When I was in my late teens, I heard Dolly Parton’s song, Coat of Many Colors and it landed softly on my heart. I was captivated by the message that it conveyed about the love that was woven into that patchwork coat and one’s perspective on life.
That song spurred my imagination and I conjured up a “Coat with Many Pockets.” It was an imaginary coat, pale pink in color and floor length. The coat was adorned with pockets of all shapes, sizes and colors inside and out and even on the sleeves and collar. Each pocket was intended to hold a memory or words of wisdom that would help guide me through life. Just creating this coat in my mind brought me a tremendous amount of comfort and hope. You see, I’d spent my childhood and teen years in constant turmoil and I sorely needed some reassurance that one day I would have a stable, happy life. I also had a very real awareness that I’d have to seek out the guideposts and encouragement that would help me achieve that. I was in search of good examples and worthy role models.
In a heart-shaped pocket on the inside of my coat, I placed warm memories of my beloved Aunt Betz. I chose to carry her close to my heart because she was the epitome of a loving mother in my eyes.
I was so blessed to have Aunt Betz in my life as I was growing up. Each visit to her home was like being in a fairy tale and a welcome reprieve from my childhood dysfunction. She would run a warm bath for me, scented with Calgon and leave me two big fluffy pink towels, a bathrobe and slippers. She’d make me tea and cinnamon toast cut into thin strips and play board games with me. She taught me to cook and bake and always had a cute apron at the ready. She is the one who instilled in me a love of word puzzles. She’d write Pennsylvania across the top of a sheet of paper and tell me to make as many words out of those letters as possible. All the while, she’d be preparing dinner and humming a tune. She would marvel at the long list of words I compiled and place shiny colored stars on the top. Once a year, I would get to stay with my aunt, uncle and their two sons at Rehoboth Beach for a whole week. It was the most magical vacation, full of love, laughter and sun-drenched days on the beach. This easy flow of a happy family became the image for my own future.
□ □ □ □ □
Answer these about the text on the coat with many pockets:
(a) What color and length was the imaginary coat?
(b) What shape was the pocket that held memories of Aunt Betz?
(c) What word did Aunt Betz write across the top of a sheet of paper?

Data records:
□ □ □ □ □
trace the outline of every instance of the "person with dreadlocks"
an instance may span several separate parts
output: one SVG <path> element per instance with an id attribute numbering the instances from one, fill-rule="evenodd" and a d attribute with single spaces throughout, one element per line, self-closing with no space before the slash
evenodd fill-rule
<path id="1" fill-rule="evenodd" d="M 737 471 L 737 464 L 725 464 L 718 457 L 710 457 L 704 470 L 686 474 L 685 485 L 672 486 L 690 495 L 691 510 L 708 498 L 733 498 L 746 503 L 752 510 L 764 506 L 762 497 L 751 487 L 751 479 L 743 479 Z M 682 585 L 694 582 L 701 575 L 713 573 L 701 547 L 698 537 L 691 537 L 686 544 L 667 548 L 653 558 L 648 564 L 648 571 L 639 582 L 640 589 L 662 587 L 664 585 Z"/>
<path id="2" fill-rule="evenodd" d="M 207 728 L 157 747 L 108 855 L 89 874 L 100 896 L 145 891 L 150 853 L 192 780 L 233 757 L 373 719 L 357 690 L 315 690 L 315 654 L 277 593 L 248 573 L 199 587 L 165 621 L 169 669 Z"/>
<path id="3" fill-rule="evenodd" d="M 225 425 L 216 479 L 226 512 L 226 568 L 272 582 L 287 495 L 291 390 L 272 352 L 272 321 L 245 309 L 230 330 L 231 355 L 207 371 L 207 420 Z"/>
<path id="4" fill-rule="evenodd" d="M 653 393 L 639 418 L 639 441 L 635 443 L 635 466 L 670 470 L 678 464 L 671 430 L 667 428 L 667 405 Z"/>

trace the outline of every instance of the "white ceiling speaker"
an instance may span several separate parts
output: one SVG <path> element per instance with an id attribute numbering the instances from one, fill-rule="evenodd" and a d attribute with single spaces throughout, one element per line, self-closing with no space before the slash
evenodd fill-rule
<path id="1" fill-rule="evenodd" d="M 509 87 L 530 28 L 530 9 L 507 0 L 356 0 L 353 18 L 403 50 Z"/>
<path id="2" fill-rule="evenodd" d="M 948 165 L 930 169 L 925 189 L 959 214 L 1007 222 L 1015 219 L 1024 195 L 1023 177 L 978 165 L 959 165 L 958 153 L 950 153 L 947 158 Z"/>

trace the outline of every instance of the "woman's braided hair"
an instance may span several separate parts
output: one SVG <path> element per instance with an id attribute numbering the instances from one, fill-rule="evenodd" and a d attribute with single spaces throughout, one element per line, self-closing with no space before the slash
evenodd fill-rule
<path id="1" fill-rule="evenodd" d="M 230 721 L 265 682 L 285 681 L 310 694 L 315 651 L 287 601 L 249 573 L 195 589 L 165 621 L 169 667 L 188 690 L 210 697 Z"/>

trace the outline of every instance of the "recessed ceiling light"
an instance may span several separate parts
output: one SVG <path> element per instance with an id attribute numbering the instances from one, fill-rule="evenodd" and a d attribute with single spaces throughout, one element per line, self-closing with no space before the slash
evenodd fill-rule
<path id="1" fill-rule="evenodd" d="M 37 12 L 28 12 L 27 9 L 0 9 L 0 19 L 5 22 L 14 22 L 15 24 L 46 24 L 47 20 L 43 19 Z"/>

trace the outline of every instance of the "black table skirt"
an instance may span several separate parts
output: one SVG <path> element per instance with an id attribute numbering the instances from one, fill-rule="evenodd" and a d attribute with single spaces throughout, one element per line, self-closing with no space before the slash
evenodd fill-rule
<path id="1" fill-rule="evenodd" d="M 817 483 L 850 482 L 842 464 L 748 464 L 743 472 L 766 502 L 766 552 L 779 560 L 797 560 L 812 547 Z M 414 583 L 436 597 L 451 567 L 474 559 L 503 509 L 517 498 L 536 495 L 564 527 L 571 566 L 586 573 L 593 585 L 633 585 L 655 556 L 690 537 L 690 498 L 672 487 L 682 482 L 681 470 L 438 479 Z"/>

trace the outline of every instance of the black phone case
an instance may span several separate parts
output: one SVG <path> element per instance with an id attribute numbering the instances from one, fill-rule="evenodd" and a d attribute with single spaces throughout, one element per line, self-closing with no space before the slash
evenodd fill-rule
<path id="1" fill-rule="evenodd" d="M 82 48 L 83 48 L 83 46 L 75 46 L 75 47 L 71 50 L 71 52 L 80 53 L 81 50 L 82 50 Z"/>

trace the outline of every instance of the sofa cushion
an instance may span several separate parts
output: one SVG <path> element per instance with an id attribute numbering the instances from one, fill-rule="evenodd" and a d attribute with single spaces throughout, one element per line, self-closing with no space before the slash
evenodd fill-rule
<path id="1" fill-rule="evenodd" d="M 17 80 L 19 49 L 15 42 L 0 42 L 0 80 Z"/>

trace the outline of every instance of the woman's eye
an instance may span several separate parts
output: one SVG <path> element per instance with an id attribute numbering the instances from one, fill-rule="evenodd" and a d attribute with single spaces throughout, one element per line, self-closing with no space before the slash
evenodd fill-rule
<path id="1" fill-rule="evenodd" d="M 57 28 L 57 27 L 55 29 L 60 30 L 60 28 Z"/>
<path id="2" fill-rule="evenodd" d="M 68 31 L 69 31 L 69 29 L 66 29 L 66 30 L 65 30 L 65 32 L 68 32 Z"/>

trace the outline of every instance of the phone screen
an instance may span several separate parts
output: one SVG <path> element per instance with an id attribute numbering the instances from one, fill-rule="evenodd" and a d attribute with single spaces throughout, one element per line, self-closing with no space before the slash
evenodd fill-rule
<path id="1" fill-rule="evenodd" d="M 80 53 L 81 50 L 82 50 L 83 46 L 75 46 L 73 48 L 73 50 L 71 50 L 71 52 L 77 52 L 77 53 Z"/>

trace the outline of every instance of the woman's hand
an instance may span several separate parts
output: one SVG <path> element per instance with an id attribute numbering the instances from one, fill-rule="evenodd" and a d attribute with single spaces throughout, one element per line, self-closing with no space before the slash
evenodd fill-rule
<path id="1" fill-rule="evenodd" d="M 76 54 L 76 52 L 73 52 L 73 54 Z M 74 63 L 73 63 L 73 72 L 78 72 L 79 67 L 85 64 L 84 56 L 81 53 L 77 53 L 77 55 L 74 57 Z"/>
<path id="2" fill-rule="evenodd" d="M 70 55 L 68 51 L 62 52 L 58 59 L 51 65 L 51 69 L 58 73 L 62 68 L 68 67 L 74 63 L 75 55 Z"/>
□ □ □ □ □
● WORKED SOLUTION
(a) Pale pink and floor length
(b) Heart-shaped
(c) Pennsylvania